▶ GOAL OF THE EXERCISE
Recast the records below as a JSON list of strings with one string per line, leaving out any blank lines.

(Location identification items)
====

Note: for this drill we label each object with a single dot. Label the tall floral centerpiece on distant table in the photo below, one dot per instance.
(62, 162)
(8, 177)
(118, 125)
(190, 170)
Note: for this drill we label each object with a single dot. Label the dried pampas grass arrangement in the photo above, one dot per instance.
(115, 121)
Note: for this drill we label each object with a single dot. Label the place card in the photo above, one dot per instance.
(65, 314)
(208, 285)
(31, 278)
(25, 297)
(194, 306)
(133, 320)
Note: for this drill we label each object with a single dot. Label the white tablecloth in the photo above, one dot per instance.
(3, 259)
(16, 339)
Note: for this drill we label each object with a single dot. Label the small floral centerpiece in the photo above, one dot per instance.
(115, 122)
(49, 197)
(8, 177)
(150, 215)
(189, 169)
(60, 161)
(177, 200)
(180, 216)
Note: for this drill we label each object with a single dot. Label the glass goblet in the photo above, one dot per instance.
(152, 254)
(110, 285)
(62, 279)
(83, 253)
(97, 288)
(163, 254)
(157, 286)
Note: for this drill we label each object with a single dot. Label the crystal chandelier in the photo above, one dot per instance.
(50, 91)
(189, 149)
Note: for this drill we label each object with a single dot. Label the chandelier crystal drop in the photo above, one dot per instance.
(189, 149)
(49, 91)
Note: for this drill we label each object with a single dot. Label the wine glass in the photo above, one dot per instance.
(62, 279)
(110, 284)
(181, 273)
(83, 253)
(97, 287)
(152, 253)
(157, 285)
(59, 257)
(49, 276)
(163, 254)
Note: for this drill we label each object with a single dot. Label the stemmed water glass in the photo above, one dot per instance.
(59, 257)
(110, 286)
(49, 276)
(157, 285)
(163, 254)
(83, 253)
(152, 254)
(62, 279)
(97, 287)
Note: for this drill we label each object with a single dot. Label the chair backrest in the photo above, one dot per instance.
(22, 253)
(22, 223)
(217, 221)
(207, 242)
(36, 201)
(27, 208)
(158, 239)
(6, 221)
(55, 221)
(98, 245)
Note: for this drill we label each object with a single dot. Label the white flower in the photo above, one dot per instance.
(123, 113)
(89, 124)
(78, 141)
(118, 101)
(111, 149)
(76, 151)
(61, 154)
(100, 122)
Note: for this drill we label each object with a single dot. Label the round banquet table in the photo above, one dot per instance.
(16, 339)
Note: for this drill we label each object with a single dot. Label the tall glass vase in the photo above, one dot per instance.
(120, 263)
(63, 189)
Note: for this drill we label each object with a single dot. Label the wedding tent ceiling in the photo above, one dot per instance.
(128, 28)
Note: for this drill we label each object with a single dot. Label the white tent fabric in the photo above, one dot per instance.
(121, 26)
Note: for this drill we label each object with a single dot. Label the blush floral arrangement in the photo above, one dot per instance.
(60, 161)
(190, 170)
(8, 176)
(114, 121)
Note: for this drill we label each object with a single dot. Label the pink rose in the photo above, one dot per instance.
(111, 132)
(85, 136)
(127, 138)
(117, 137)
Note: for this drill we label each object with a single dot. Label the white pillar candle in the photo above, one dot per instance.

====

▶ ANSWER IN FULL
[
  "Note: for this drill we label each object with a single dot. Label the tall floral centerpiece on distant table in the photo below, one dot per instance.",
  "(62, 162)",
  "(8, 177)",
  "(118, 125)",
  "(190, 170)",
  "Note: for this drill we label each object with a single dot. Label the dried pampas grass arrangement in the photo above, one dot per instance.",
  "(115, 121)",
  "Note: for this drill we label each object with a single dot. Label the place card in the photo above, one dot per instance.",
  "(65, 314)",
  "(208, 285)",
  "(31, 278)",
  "(25, 297)",
  "(194, 306)",
  "(133, 320)",
  "Note: for this drill we label each object with a single dot. Label the white tablecloth in the photo above, one dot per instance.",
  "(3, 259)",
  "(16, 339)",
  "Note: for this drill we label each object with a single dot. Label the small floral centerpiece in the photo above, one dot per instance.",
  "(115, 122)",
  "(49, 197)",
  "(8, 177)",
  "(150, 215)",
  "(189, 169)",
  "(60, 161)",
  "(177, 200)",
  "(180, 216)",
  "Note: for this drill we label each object with a single dot. Label the glass goblet in the photo above, one dot per instance.",
  "(152, 254)",
  "(110, 285)",
  "(62, 279)",
  "(83, 253)",
  "(97, 288)",
  "(163, 254)",
  "(157, 286)",
  "Note: for this drill we label each object with a single dot. Label the crystal chandelier in the photo above, one dot per instance.",
  "(50, 91)",
  "(189, 149)",
  "Note: for this drill we label each object with a single dot. Label the chandelier crystal drop in the photo above, one dot per instance.",
  "(189, 149)",
  "(49, 91)",
  "Note: for this drill we label each object with a single dot. Label the wine glass in the photo above, one dot per instance.",
  "(62, 279)",
  "(110, 284)",
  "(181, 273)",
  "(83, 253)",
  "(97, 287)",
  "(152, 253)",
  "(157, 285)",
  "(59, 257)",
  "(49, 276)",
  "(163, 254)",
  "Note: for this drill we label each object with a single dot. Label the stemmed water glass in the photo above, one dot per instance.",
  "(59, 257)",
  "(110, 286)",
  "(49, 276)",
  "(157, 285)",
  "(163, 254)",
  "(83, 253)",
  "(152, 254)",
  "(62, 279)",
  "(97, 287)",
  "Note: for this drill we label each object with a single dot. Label the chair backrest in the photo above, one dot per instance.",
  "(22, 253)",
  "(22, 223)",
  "(217, 221)",
  "(207, 242)",
  "(36, 201)",
  "(27, 208)",
  "(158, 239)",
  "(6, 221)",
  "(55, 221)",
  "(98, 245)",
  "Note: for this drill we label each object with a single dot. Label the white flower in the photo above, one dot per instance.",
  "(123, 113)",
  "(89, 124)",
  "(78, 141)",
  "(118, 101)",
  "(111, 149)",
  "(76, 151)",
  "(61, 154)",
  "(100, 122)",
  "Note: for this drill we label each object with a single dot. Label the round banquet table in the photo above, one dot per instance.",
  "(16, 339)",
  "Note: for this drill we label each object with a single dot. Label the tall glass vase in the photo above, one dot per instance.",
  "(120, 263)",
  "(63, 189)",
  "Note: for this drill we label each object with a single dot. Label the wedding tent ceiling in the photo above, one dot per instance.",
  "(128, 28)",
  "Note: for this drill we label each object with a single dot. Label the white tent fabric in the photo above, one dot per instance.",
  "(121, 26)",
  "Note: for this drill we label each object with a single dot. Label the blush floral arrangement in the photo above, one dot per instance.",
  "(60, 161)",
  "(190, 170)",
  "(8, 176)",
  "(114, 121)",
  "Note: for this drill we label each object with a single dot. Label the pink rose in the photo above, one dot per instance.",
  "(111, 132)",
  "(85, 136)",
  "(127, 138)",
  "(117, 137)",
  "Note: for this drill we label each object with a single dot. Label the white pillar candle in the photo above, one dot per instance."
]